■ Material for the task ■
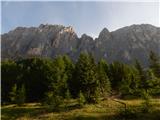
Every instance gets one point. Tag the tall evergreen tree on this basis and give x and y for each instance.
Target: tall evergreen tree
(104, 83)
(154, 61)
(85, 77)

■ Required task ■
Shift every point in the material above by adding 65 to each x and y coordinate, and write out all the lines again, requests included. Leave the pictures out of your answer.

■ Task answer ■
Every instance gets one point. Tag the tall evergreen tree on this basis and give x and y for each instance.
Target: tall evergreen tree
(169, 148)
(219, 126)
(150, 142)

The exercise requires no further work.